Aim 1: Using the FLEX summary, decide whether each statement agrees with it: (a) FLEX places control-flow-heavy tasks on the FPGA; (b) the pipelining speeds up the stage called FOP; (c) FLEX improves placement quality. Answer each with yes or no and quote the words that decide it.
Aim 2: What arXiv identifier does the FLEX summary give as its source?

Text passage:
▼▼▼

[Paper] FLEX: Leveraging FPGA-CPU Synergy for Mixed-Cell-Height Legalization Acceleration

Published: (December 4, 2025 at 02:20 AM EST)
3 min read
Source: arXiv

Source: arXiv - 2512.04527v1

Overview

The paper introduces FLEX, a hybrid FPGA‑CPU accelerator designed to speed up mixed‑cell‑height legalization—a critical step in physical design automation for modern chips. By intelligently splitting work between an FPGA and a CPU and applying a novel multi‑granularity pipeline, FLEX delivers order‑of‑magnitude performance gains while also improving placement quality.

Key Contributions

  • Hybrid Task Partitioning: Assigns the most parallelizable parts of legalization to the FPGA while keeping control‑flow‑heavy tasks on the CPU, exploiting each platform’s strengths.
  • Multi‑Granularity Pipelining: Operates at both coarse (macro‑level) and fine (cell‑level) granularities, dramatically accelerating the “finding optimal placement” (FOP) stage.

▲▲▲

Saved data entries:

▼▼▼

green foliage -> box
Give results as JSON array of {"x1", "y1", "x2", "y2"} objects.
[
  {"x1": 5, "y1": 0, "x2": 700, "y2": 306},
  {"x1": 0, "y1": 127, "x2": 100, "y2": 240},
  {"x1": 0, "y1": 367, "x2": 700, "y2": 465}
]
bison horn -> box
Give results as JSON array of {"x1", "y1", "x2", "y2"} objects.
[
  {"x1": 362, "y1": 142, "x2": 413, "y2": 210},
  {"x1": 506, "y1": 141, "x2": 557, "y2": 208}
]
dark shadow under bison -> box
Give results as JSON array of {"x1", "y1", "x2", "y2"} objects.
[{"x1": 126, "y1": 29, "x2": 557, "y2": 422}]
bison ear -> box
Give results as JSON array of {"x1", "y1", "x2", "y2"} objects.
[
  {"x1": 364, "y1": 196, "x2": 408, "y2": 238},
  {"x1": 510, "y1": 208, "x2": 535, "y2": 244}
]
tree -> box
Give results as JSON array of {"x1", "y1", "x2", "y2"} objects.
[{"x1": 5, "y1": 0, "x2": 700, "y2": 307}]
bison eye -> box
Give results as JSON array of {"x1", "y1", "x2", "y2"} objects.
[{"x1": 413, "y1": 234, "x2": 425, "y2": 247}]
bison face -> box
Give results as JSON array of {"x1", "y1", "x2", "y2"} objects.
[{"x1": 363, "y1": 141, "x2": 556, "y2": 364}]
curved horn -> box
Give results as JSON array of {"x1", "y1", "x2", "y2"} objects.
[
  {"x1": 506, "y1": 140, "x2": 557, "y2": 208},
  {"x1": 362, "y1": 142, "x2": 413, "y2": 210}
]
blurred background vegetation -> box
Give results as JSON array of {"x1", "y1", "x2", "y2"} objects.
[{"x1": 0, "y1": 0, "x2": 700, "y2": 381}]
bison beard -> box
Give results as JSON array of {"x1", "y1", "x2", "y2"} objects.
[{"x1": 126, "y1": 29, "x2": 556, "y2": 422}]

▲▲▲

Worked solution 1:
(a) No: "keeping control‑flow‑heavy tasks on the CPU"
(b) Yes: "dramatically accelerating the “finding optimal placement” (FOP) stage"
(c) Yes: "while also improving placement quality"

Worked solution 2: 2512.04527v1